| YOUR INSTRUCTIONS |
Make an exact copy of the entries below.

**** RECORDS FOR PROCESSING ****

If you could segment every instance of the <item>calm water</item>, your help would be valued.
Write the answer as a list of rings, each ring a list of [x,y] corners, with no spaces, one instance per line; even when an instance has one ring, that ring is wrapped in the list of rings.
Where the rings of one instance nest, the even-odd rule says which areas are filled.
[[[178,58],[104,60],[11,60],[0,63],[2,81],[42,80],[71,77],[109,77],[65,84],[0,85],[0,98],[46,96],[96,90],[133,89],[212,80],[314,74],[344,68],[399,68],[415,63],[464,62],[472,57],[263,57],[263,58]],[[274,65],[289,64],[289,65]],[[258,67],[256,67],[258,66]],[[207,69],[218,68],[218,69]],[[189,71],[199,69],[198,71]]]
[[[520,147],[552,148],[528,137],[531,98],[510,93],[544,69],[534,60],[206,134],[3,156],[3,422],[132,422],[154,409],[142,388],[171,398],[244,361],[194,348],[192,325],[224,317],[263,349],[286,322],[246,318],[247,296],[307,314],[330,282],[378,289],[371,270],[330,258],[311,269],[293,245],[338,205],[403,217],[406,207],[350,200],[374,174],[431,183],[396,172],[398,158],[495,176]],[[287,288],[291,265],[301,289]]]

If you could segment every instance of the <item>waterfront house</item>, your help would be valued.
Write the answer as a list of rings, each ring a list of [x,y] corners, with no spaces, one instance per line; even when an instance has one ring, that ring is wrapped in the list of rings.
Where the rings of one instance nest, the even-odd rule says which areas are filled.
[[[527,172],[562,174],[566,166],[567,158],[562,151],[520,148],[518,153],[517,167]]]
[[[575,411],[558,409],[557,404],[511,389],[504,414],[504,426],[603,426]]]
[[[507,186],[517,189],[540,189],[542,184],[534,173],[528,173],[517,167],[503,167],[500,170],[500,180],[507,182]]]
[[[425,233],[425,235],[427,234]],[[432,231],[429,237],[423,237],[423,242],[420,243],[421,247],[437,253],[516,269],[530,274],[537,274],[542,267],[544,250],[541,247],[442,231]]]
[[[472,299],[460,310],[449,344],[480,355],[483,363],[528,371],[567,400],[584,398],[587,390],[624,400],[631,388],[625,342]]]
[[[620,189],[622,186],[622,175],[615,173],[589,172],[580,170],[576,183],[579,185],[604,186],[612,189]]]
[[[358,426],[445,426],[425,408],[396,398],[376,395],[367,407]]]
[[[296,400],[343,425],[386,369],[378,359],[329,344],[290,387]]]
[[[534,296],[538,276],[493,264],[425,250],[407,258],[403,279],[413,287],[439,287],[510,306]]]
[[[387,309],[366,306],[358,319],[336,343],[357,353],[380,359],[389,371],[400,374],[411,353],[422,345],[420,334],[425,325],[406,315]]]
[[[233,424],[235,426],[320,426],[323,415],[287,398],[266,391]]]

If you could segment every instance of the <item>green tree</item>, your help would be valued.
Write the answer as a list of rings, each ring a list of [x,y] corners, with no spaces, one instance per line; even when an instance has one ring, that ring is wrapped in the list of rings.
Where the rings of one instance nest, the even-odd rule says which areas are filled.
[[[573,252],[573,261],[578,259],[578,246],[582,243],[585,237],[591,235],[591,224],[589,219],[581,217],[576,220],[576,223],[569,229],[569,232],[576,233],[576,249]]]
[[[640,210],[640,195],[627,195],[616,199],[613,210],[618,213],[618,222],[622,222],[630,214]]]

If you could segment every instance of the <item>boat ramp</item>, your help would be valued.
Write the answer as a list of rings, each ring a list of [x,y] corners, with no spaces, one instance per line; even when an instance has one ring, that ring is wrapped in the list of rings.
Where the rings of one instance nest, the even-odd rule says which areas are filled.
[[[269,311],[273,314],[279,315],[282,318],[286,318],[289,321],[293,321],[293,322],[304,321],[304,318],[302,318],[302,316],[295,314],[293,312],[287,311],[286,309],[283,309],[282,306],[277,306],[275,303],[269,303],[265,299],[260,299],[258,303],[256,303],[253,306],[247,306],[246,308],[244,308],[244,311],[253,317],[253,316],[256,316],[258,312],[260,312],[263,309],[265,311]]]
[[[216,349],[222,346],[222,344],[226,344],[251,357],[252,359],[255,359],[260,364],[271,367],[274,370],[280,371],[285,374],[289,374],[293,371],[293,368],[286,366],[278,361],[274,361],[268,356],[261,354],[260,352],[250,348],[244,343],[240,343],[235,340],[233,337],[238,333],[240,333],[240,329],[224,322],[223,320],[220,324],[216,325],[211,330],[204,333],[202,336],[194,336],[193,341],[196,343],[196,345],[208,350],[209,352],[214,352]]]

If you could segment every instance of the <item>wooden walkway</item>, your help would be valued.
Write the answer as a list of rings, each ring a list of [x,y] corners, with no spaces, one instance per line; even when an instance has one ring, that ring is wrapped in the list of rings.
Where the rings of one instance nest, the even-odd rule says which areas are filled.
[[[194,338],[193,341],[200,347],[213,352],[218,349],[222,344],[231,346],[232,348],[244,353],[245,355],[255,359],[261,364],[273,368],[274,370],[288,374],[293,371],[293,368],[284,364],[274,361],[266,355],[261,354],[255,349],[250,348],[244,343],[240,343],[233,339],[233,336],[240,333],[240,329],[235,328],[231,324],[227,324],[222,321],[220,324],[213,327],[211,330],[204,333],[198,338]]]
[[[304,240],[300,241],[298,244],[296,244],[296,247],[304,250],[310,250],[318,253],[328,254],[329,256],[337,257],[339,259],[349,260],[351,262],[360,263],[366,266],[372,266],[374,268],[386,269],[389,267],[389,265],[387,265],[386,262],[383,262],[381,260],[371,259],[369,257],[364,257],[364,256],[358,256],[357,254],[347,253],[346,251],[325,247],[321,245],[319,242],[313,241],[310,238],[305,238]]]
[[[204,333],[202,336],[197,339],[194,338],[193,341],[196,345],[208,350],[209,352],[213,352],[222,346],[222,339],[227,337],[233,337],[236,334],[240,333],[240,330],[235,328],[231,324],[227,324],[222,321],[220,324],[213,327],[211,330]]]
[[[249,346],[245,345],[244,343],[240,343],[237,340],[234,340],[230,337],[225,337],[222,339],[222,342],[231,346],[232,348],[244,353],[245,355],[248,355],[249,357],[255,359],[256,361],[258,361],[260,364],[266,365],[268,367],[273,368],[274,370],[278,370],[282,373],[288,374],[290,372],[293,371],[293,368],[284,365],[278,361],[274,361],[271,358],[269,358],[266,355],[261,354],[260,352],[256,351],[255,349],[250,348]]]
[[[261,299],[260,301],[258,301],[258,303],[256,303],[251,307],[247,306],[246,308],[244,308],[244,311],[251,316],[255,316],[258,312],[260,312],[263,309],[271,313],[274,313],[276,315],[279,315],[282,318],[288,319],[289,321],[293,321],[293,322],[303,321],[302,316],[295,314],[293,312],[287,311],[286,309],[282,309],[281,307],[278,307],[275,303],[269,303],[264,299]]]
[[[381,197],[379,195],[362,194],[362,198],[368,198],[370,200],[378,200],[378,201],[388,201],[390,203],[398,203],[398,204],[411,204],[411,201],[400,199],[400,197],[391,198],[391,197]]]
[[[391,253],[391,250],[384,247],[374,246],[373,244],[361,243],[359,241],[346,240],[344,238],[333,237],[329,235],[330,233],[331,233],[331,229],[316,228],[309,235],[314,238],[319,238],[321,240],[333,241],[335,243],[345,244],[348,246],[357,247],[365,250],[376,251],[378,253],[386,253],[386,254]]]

****

| ANSWER IN FULL |
If you could segment every instance of the <item>calm water</item>, your help would be valued.
Write the answer as a list of rings, each ring a list of [x,y] corners, with no spaces, one instance per line; even when an instance has one ring, that ring is wrapped in the list of rings.
Where the rings of one instance nest, the even-odd rule says which areas are filled.
[[[178,58],[104,60],[11,60],[0,63],[2,81],[42,80],[71,77],[109,77],[65,84],[0,85],[0,98],[46,96],[96,90],[133,89],[212,80],[314,74],[344,68],[399,68],[415,63],[464,62],[472,57],[263,57],[263,58]],[[274,65],[289,64],[289,65]],[[258,67],[256,67],[258,66]],[[207,69],[218,68],[218,69]],[[189,71],[199,69],[198,71]]]
[[[520,147],[552,148],[528,137],[531,98],[510,93],[544,69],[534,60],[206,134],[3,156],[3,422],[132,422],[154,409],[142,388],[171,398],[244,361],[194,348],[192,325],[224,317],[263,349],[286,322],[246,318],[247,296],[307,314],[330,282],[378,289],[371,270],[330,258],[311,269],[293,245],[338,205],[403,217],[406,207],[350,200],[374,174],[431,183],[396,172],[398,158],[495,176]],[[287,288],[291,265],[301,289]]]

If you could segment every instance of the <item>waterfront house</item>, your help would be valued.
Write the answer as a list of rings, each ring a list of [x,y] corners, with no spaces, one instance per line; even when an instance has one ring, that ring is wrapped in the list of rings.
Where the rings of one instance nest, the even-odd rule says which areas are filled.
[[[527,172],[562,174],[566,166],[567,158],[562,151],[520,148],[518,153],[517,167]]]
[[[575,411],[558,409],[557,404],[511,389],[504,414],[504,426],[603,426]]]
[[[507,186],[517,189],[540,189],[542,184],[534,173],[528,173],[517,167],[503,167],[500,170],[500,180],[507,182]]]
[[[425,233],[425,235],[427,234]],[[432,231],[429,237],[423,237],[423,242],[420,243],[421,247],[437,253],[516,269],[530,274],[537,274],[542,267],[544,250],[541,247],[442,231]]]
[[[472,299],[460,310],[449,344],[480,355],[483,363],[528,371],[567,400],[584,398],[587,390],[624,400],[631,388],[625,342]]]
[[[620,189],[622,186],[622,175],[615,173],[589,172],[580,170],[576,183],[579,185],[604,186],[612,189]]]
[[[358,426],[445,426],[425,408],[396,398],[376,395],[367,407]]]
[[[296,400],[343,425],[386,369],[378,359],[329,344],[290,387]]]
[[[534,296],[538,276],[493,264],[425,250],[407,258],[403,279],[413,287],[439,287],[510,306]]]
[[[387,309],[366,306],[358,319],[336,343],[357,353],[380,359],[389,371],[400,374],[411,353],[422,345],[420,334],[425,325],[406,315]]]
[[[233,424],[235,426],[320,426],[323,415],[287,398],[266,391]]]

If you could segment every instance of the <item>green tree</item>, your help would be valued.
Write the answer as a list of rings, each ring a list of [x,y] corners, with no spaces, one instance per line; even when an instance has one ring, that ring is wrapped in the list of rings.
Where the rings of one instance nest, the even-odd rule says which areas are filled.
[[[573,252],[573,261],[578,259],[578,246],[582,243],[585,237],[591,235],[591,224],[589,219],[581,217],[576,220],[576,223],[569,229],[569,232],[576,233],[576,249]]]
[[[640,210],[640,195],[627,195],[616,199],[613,210],[618,213],[618,222],[622,222],[630,214]]]

If you could segment every instance of the <item>boat ramp</item>, your help would be valued.
Write the answer as a list of rings, each ring a list of [x,y] corners, with no spaces, one instance per line; even when an instance has one ring, that ring is wrapped in the list of rings.
Where the rings of one instance nest, the even-odd rule says which areas are filled.
[[[269,311],[273,314],[279,315],[282,318],[286,318],[289,321],[293,321],[293,322],[304,321],[304,318],[302,318],[302,316],[295,314],[293,312],[287,311],[286,309],[283,309],[282,306],[277,306],[275,303],[269,303],[265,299],[260,299],[258,303],[256,303],[253,306],[247,306],[246,308],[244,308],[244,311],[253,317],[253,316],[256,316],[258,312],[260,312],[263,309],[265,311]]]
[[[216,349],[222,346],[222,344],[226,344],[251,357],[252,359],[255,359],[260,364],[271,367],[274,370],[280,371],[285,374],[289,374],[293,371],[293,368],[286,366],[278,361],[274,361],[268,356],[261,354],[260,352],[250,348],[244,343],[240,343],[235,340],[233,337],[238,333],[240,333],[240,329],[224,322],[223,320],[220,324],[216,325],[211,330],[204,333],[202,336],[194,336],[193,341],[196,343],[196,345],[208,350],[209,352],[214,352]]]

If you could segment every instance of the <item>wooden walkway</item>, your help would be valued.
Write the answer as a list of rings, each ring a list of [x,y] corners, with no spaces, one instance per line; even when an instance has one ring, that ring is wrapped in the list of rings.
Where the rings of one instance nest, the even-odd rule says which areas are filled.
[[[194,338],[193,341],[200,347],[213,352],[218,349],[222,344],[231,346],[232,348],[244,353],[245,355],[255,359],[261,364],[273,368],[274,370],[288,374],[293,371],[293,368],[284,364],[274,361],[266,355],[261,354],[255,349],[250,348],[244,343],[240,343],[233,339],[233,336],[240,333],[240,329],[235,328],[231,324],[227,324],[222,321],[220,324],[213,327],[211,330],[204,333],[198,338]]]
[[[304,240],[300,241],[298,244],[296,244],[296,247],[304,250],[310,250],[318,253],[328,254],[329,256],[337,257],[339,259],[349,260],[351,262],[360,263],[366,266],[372,266],[374,268],[386,269],[389,267],[389,265],[387,265],[386,262],[383,262],[381,260],[371,259],[369,257],[364,257],[364,256],[358,256],[357,254],[347,253],[346,251],[325,247],[321,245],[319,242],[313,241],[310,238],[305,238]]]
[[[204,333],[202,336],[197,339],[194,338],[193,341],[196,345],[208,350],[209,352],[213,352],[222,346],[222,339],[227,337],[233,337],[236,334],[240,333],[240,330],[235,328],[231,324],[227,324],[222,321],[220,324],[213,327],[211,330]]]
[[[249,346],[245,345],[244,343],[240,343],[237,340],[234,340],[230,337],[225,337],[222,339],[222,342],[231,346],[232,348],[244,353],[245,355],[248,355],[249,357],[255,359],[256,361],[258,361],[260,364],[266,365],[268,367],[273,368],[274,370],[278,370],[282,373],[288,374],[290,372],[293,371],[293,368],[284,365],[278,361],[274,361],[271,358],[269,358],[266,355],[261,354],[260,352],[256,351],[255,349],[250,348]]]
[[[261,299],[260,301],[258,301],[258,303],[256,303],[251,307],[247,306],[246,308],[244,308],[244,311],[251,316],[255,316],[258,312],[260,312],[263,309],[271,313],[274,313],[276,315],[279,315],[282,318],[288,319],[289,321],[293,321],[293,322],[303,321],[302,316],[295,314],[293,312],[287,311],[286,309],[282,309],[281,307],[278,307],[275,303],[269,303],[264,299]]]
[[[381,197],[379,195],[362,194],[362,198],[368,198],[370,200],[378,200],[378,201],[388,201],[390,203],[398,203],[398,204],[411,204],[411,201],[400,199],[400,197],[391,198],[391,197]]]
[[[391,253],[391,250],[384,247],[374,246],[373,244],[361,243],[359,241],[346,240],[344,238],[333,237],[329,235],[330,233],[331,233],[331,229],[316,228],[309,235],[314,238],[319,238],[321,240],[333,241],[335,243],[345,244],[348,246],[357,247],[365,250],[376,251],[378,253],[386,253],[386,254]]]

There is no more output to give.